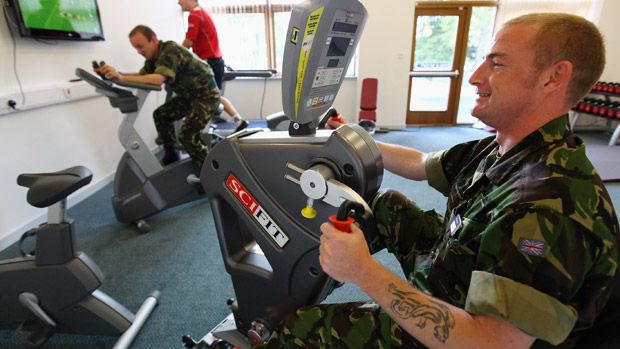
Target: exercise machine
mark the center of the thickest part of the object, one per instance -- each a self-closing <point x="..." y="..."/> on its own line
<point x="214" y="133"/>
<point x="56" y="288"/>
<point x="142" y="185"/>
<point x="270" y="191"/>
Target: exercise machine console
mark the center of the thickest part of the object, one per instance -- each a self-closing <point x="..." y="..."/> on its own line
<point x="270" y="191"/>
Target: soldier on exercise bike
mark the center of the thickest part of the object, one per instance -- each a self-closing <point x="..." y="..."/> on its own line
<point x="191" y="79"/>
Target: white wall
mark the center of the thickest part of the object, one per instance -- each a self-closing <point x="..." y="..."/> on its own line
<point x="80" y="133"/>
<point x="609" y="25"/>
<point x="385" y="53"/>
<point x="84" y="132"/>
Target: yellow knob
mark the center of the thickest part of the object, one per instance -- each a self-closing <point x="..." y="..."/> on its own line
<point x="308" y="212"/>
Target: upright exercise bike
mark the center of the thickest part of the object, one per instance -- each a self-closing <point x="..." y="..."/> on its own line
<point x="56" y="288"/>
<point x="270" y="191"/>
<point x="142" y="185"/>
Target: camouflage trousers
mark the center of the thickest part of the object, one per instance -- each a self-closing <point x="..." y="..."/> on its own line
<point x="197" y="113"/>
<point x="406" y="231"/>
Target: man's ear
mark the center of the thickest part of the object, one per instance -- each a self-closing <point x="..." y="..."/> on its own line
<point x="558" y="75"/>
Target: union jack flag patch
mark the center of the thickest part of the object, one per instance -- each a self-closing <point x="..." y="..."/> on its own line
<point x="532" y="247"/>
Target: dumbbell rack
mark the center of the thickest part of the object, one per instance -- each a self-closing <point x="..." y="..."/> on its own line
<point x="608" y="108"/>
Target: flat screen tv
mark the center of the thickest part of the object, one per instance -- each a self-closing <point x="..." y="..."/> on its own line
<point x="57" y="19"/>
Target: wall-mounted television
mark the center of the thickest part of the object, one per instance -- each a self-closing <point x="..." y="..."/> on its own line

* * *

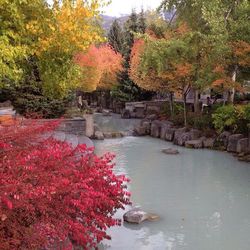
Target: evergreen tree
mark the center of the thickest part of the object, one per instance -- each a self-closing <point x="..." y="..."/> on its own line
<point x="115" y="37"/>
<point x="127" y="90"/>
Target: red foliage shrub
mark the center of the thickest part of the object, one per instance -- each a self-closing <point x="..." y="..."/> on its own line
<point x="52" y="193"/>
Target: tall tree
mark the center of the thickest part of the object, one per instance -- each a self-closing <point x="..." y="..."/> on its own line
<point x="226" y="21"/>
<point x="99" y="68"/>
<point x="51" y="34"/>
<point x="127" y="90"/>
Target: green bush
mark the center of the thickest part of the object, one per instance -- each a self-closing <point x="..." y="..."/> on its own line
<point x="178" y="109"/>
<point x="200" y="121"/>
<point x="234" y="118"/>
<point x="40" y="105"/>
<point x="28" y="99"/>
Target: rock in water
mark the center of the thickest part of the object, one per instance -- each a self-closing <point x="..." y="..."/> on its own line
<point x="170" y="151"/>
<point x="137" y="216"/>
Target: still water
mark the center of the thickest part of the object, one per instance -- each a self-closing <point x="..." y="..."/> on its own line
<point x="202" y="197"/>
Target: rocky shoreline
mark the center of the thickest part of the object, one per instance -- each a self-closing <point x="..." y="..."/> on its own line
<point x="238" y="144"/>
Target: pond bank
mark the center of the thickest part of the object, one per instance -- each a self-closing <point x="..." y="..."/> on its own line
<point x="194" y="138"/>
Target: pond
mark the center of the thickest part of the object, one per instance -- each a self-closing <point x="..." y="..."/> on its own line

## Stated exercise
Please tally the lines in the items above that contain the word "machine" and give only the number.

## Task solution
2